-- Text to read --
********

# A Hedge Maid?



## fontgeek (Jul 24, 2006)

I'm rereading a book by Terry goodkind, it has a creature and scene that would make a great haunt or scene. The book is the Omen Machine, it's part of the Richard and Kahlan series of books. The character that I read would make a great scene or even the main character for a haunt is a Hedge Made. She is a witch or sorceress who's dressed in dark rags, she's unable to speak because her mouth is stitched closest with a leather thong. Her lair is made up of twigs, and is strewn with candles, jars bags hanging from the ceiling, and bodies of people both dead and alive entwined within the twigs and branches that make up the walls. She has ghostly familiars, that could be done with actors or maybe scrim material with the familiars projected on to them.
The books are very good, but if you only want to read about this one character or scene it's in it's in chapter 51 in "The Omen Machine".


----------



## jdubbya (Nov 6, 2005)

I need to check this out. This would really make a great character for a haunt scene. Love the organic elements incorporated into her.


----------



## fontgeek (Jul 24, 2006)

********

-- Listing --
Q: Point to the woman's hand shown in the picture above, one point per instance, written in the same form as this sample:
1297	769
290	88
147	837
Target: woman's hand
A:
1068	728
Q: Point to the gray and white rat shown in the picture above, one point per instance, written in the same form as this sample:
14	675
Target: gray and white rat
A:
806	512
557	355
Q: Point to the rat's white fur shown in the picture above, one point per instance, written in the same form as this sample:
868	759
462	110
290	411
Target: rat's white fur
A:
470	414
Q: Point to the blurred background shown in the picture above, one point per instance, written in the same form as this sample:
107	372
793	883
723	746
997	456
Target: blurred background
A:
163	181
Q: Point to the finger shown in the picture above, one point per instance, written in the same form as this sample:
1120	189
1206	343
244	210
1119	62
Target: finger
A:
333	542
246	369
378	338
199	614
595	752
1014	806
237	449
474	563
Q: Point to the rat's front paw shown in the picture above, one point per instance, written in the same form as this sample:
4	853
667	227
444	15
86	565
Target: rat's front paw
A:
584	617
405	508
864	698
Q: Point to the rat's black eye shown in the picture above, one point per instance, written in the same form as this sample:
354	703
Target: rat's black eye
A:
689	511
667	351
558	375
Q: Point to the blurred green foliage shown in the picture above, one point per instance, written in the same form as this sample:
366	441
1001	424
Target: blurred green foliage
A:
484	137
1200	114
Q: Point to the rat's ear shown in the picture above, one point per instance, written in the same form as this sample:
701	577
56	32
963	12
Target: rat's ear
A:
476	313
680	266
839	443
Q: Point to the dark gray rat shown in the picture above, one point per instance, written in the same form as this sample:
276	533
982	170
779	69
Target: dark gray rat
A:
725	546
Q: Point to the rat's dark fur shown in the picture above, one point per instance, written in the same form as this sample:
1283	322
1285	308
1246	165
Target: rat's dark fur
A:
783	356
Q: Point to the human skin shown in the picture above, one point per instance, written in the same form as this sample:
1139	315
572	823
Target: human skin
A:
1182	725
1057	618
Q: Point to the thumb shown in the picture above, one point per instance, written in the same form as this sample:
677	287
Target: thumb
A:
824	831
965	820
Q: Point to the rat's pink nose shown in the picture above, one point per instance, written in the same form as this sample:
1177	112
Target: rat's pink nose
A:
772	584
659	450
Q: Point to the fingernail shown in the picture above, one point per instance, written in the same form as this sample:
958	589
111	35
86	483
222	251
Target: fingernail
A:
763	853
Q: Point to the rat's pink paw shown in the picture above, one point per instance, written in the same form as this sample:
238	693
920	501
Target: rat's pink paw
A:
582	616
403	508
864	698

********

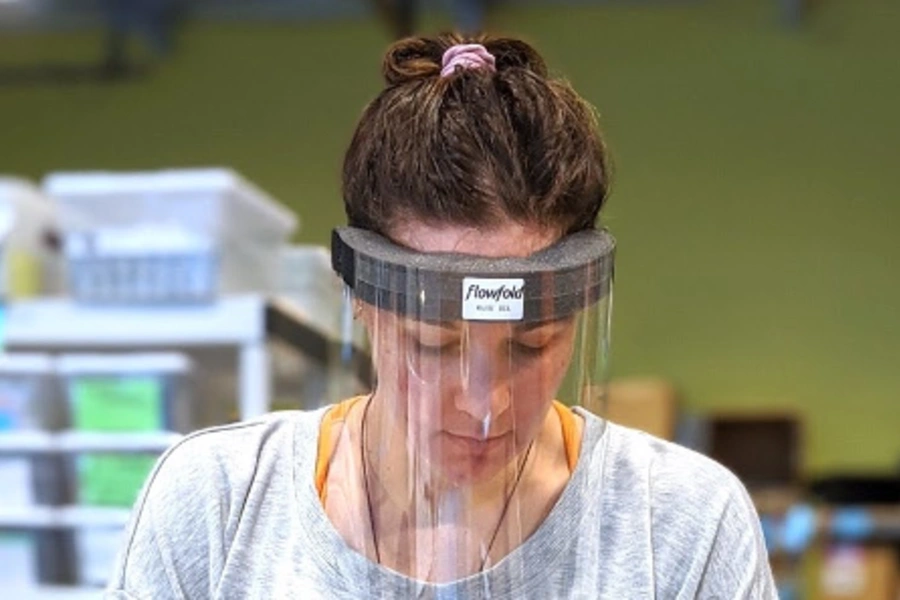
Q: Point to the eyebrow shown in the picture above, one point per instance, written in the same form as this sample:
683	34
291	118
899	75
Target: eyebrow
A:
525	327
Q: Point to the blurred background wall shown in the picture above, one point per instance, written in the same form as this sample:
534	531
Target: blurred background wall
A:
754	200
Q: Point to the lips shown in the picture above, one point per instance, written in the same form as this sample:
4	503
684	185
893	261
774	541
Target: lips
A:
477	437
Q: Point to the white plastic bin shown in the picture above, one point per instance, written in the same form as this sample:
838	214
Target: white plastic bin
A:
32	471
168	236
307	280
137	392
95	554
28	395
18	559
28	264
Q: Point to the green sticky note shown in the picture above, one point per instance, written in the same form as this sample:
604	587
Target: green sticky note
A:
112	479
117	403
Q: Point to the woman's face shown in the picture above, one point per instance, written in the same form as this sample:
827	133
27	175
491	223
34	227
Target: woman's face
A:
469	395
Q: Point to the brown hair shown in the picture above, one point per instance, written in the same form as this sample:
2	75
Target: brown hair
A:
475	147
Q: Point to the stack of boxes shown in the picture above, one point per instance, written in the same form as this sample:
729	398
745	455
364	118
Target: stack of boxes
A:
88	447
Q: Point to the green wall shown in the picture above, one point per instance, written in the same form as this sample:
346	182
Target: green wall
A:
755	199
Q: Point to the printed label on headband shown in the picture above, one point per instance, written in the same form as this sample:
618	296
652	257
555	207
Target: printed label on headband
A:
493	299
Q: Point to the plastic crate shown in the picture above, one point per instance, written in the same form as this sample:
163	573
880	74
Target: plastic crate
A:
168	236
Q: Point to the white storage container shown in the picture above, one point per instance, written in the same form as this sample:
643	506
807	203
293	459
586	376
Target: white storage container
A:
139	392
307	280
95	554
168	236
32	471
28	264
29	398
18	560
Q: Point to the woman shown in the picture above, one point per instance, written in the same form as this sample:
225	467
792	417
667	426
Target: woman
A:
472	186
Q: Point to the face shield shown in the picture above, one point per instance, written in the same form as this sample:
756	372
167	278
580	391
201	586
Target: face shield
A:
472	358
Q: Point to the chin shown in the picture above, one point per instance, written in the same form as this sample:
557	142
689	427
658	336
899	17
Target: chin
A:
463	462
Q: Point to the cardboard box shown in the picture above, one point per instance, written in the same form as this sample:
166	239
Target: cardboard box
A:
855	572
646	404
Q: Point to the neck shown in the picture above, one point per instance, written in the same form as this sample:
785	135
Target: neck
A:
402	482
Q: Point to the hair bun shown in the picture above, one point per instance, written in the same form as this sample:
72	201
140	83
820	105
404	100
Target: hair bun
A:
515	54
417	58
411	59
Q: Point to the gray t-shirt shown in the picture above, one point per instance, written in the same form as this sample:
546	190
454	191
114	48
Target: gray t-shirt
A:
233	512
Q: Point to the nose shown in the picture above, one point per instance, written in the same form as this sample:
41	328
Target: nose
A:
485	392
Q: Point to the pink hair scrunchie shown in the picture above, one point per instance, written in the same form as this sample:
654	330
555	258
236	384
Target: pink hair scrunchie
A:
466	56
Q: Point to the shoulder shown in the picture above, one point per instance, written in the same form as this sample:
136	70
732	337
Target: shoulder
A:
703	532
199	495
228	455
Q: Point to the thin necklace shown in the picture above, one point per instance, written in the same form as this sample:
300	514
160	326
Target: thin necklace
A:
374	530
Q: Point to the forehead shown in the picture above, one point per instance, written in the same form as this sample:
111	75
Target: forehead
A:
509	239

********

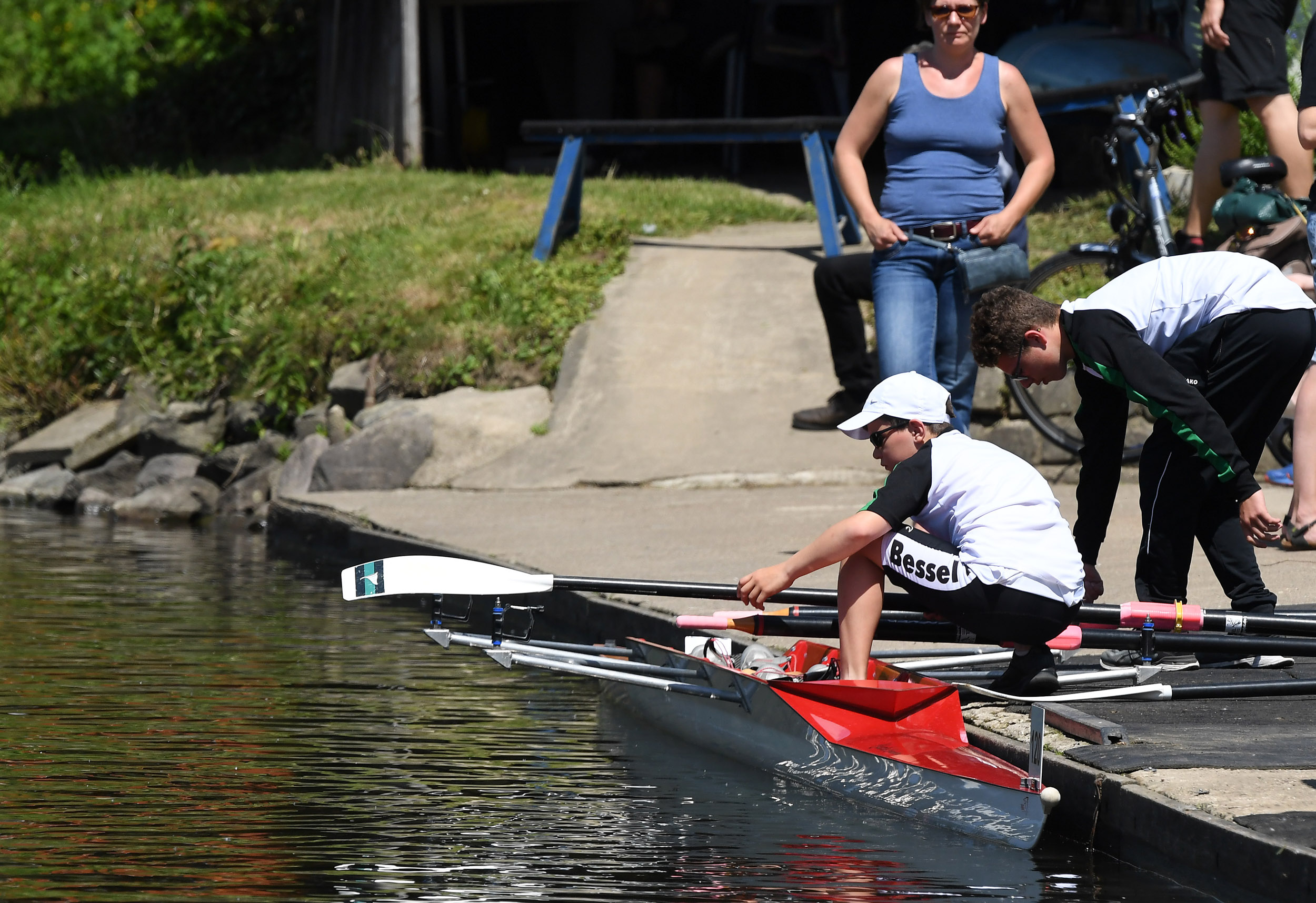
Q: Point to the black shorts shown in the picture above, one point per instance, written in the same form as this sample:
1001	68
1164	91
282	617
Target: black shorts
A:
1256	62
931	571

********

-- Exercise tasks --
**A)** Write out the stretch of the Hedge Maid thread from "## jdubbya (Nov" through "incorporated into her.", word for word.
**B)** Extract each line of the records in which the string "headband" appears.
The records are unrelated to the Hedge Maid thread.

-- In response --
**A)**
## jdubbya (Nov 6, 2005)

I need to check this out. This would really make a great character for a haunt scene. Love the organic elements incorporated into her.

**B)**
Q: Point to the printed label on headband shown in the picture above, one point per instance, written in the same form as this sample:
Target: printed label on headband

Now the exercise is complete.